→ QUOTED PASSAGE:
Two weeks ago I published a blog post about Parameter Recommendations for Oracle Database 184.108.40.206. And I took it down a day later. Why that?
I’ve got a lot of input from external sources for the “Parameter” blog post. And I’d like to thank everybody who contributed to it, especially Oracle ACE Ludovico Caldara.
Generally there was a bit of a misunderstanding internally about whether we should “advertise” underscore parameters to cure some misbehavior of the database. In 99% of all cases I’d agree that underscores are not a good solution – especially when it comes to database upgrades as our slide deck still contains a real world example about what happens when you keep old underscore parameters in your spfile. It can not only slow down the entire upgrade but also makes it very hard for Oracle Support to reproduce issues in case of something going the wrong direction.
But in some situations an underscore seems to be the only remedy in cases where a patch is not available for a particular release – the release you are using at the moment. And even if a patch is available or if the fix is available in a future PSU or BP that does not mean necessarily that one can apply it for several reasons.
We still have a lot of very productive discussions going on internally between many groups. That is very good as it means that we have plenty of smart people around, especially in Oracle’s Database Development 🙂
Furthermore we agreed that the Optimizer PM team will take over the part of my (taken down) blog post targeting wrong query results and other optimizer topics. We are in constant exchange and I’ll link it as soon as something gets published.

→ SUPPLIED MATERIAL:
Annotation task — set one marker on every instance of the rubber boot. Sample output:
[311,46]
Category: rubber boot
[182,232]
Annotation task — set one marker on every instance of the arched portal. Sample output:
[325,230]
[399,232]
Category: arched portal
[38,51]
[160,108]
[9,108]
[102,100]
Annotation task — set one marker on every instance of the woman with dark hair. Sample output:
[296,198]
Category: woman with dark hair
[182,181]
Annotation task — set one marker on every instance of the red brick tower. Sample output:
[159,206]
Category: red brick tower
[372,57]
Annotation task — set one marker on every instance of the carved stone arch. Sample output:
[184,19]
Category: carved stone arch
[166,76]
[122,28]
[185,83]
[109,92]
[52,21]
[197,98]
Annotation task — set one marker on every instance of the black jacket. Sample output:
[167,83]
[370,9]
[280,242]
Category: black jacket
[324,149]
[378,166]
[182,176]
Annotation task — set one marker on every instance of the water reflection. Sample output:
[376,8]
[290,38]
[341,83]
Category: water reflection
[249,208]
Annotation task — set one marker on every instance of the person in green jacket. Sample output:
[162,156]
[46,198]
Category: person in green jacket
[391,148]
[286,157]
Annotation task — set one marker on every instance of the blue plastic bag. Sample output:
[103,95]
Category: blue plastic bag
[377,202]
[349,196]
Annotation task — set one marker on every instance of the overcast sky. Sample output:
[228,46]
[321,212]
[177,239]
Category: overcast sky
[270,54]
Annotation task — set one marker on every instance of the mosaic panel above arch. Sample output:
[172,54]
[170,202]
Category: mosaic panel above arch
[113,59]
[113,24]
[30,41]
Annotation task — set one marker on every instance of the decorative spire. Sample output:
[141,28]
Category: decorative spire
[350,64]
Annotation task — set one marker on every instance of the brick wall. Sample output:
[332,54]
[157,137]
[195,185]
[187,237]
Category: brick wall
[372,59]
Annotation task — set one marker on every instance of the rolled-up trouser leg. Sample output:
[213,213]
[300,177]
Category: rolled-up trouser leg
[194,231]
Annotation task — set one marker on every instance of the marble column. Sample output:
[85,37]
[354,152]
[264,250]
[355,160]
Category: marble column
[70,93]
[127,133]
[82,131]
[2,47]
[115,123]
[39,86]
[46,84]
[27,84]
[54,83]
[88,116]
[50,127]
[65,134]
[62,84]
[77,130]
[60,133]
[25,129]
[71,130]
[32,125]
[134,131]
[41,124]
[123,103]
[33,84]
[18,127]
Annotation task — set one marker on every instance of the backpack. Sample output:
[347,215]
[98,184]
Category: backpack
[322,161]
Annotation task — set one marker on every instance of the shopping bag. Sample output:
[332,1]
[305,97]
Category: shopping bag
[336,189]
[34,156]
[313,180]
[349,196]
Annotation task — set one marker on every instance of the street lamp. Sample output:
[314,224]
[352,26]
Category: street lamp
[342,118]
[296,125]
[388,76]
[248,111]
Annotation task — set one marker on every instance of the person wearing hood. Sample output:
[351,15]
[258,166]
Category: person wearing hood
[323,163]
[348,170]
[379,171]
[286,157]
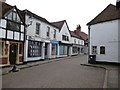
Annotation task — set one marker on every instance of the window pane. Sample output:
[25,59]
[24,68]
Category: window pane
[18,18]
[10,16]
[6,49]
[13,26]
[102,50]
[14,16]
[37,28]
[48,31]
[20,48]
[94,49]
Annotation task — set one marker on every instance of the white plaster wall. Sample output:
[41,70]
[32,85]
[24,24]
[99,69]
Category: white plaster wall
[105,34]
[31,30]
[78,41]
[3,23]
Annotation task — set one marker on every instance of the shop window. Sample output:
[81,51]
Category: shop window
[38,28]
[6,49]
[48,32]
[65,38]
[34,49]
[53,49]
[94,49]
[13,26]
[82,50]
[13,16]
[54,35]
[102,50]
[20,48]
[75,49]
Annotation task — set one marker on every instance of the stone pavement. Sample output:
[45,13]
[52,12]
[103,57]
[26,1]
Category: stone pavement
[5,70]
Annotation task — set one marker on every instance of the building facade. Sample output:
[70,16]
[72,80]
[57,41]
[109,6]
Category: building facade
[65,45]
[11,35]
[77,44]
[41,38]
[104,35]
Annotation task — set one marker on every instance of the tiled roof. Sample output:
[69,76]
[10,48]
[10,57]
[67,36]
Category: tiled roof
[5,8]
[58,24]
[36,16]
[84,36]
[108,14]
[74,35]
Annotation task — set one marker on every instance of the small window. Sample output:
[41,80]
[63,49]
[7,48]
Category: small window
[94,49]
[37,28]
[102,50]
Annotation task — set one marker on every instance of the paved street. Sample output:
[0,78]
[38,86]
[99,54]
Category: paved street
[60,74]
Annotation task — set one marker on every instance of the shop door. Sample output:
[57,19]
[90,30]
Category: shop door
[13,54]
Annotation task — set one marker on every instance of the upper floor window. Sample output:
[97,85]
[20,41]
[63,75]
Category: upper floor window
[94,49]
[13,16]
[38,28]
[13,26]
[54,35]
[75,41]
[65,38]
[14,22]
[102,50]
[48,32]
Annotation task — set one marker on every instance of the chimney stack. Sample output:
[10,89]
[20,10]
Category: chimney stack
[118,4]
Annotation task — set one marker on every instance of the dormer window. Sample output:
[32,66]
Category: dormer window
[65,38]
[13,16]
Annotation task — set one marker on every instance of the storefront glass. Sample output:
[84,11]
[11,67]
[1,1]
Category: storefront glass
[34,49]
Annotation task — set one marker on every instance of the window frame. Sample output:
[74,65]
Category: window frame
[102,50]
[48,31]
[94,50]
[38,28]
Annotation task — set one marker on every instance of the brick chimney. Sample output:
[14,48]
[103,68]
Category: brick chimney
[118,4]
[78,30]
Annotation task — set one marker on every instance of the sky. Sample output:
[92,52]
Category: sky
[73,11]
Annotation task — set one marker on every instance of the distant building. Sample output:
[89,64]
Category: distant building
[65,44]
[104,35]
[78,39]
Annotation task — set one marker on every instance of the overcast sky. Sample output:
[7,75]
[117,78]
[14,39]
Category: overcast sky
[74,11]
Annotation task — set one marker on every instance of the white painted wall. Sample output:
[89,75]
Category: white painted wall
[31,30]
[105,34]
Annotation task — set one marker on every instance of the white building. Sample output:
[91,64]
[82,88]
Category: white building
[77,44]
[104,35]
[11,35]
[41,38]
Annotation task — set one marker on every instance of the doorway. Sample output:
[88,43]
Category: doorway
[13,54]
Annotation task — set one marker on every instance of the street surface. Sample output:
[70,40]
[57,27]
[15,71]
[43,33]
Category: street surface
[59,74]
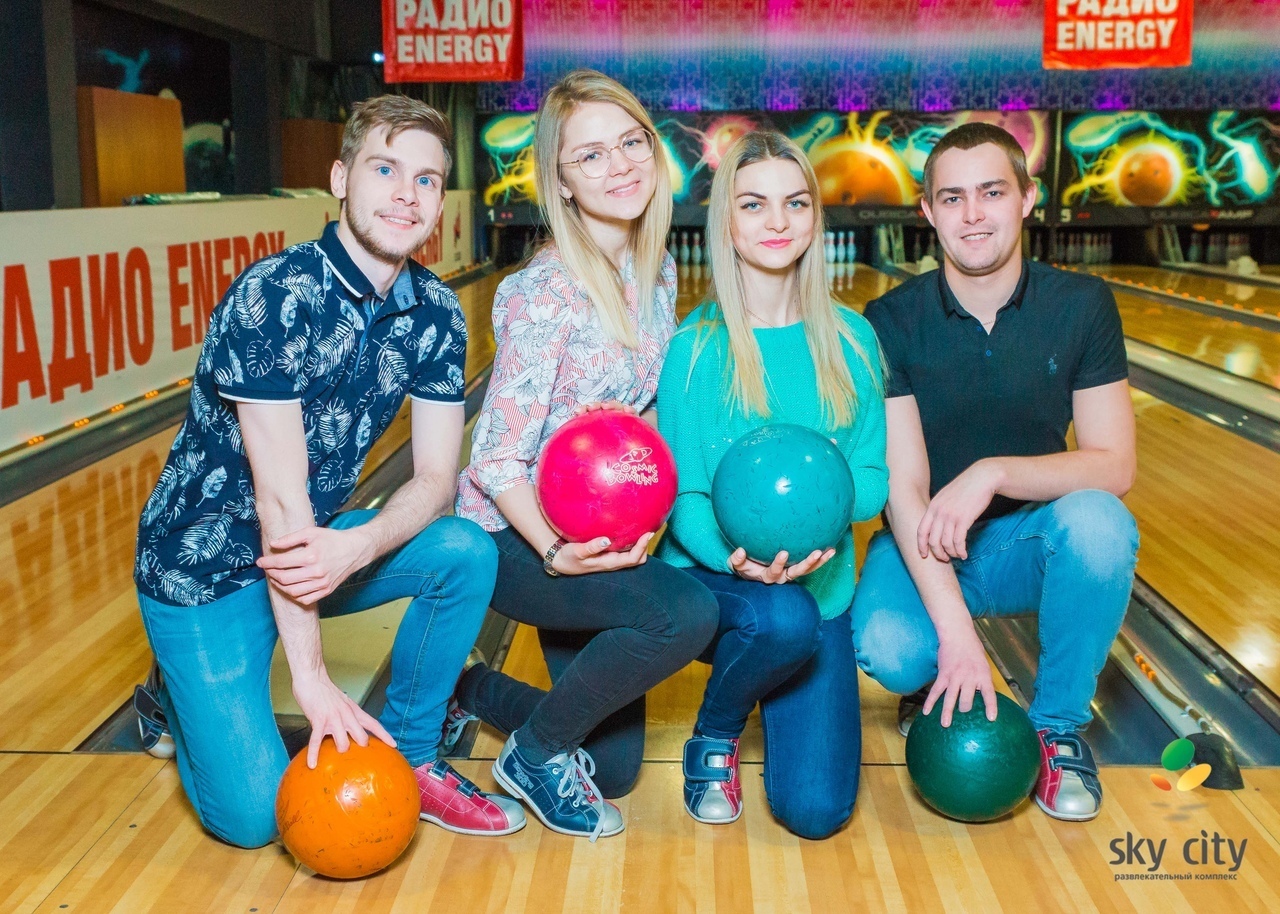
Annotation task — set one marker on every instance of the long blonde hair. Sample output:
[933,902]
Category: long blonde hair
[581,255]
[726,295]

→ TASK OBJECTIVE:
Answer these questions from the post on underscore parameters.
(a) Which contributor does the author especially thank?
(b) In what share of cases would the author agree that underscores are not a good solution?
(c) Which team will take over the part about wrong query results and other optimizer topics?
The records are separate material, unrelated to the post above.

→ SOLUTION FOR THIS TASK:
(a) Oracle ACE Ludovico Caldara
(b) 99%
(c) The Optimizer PM team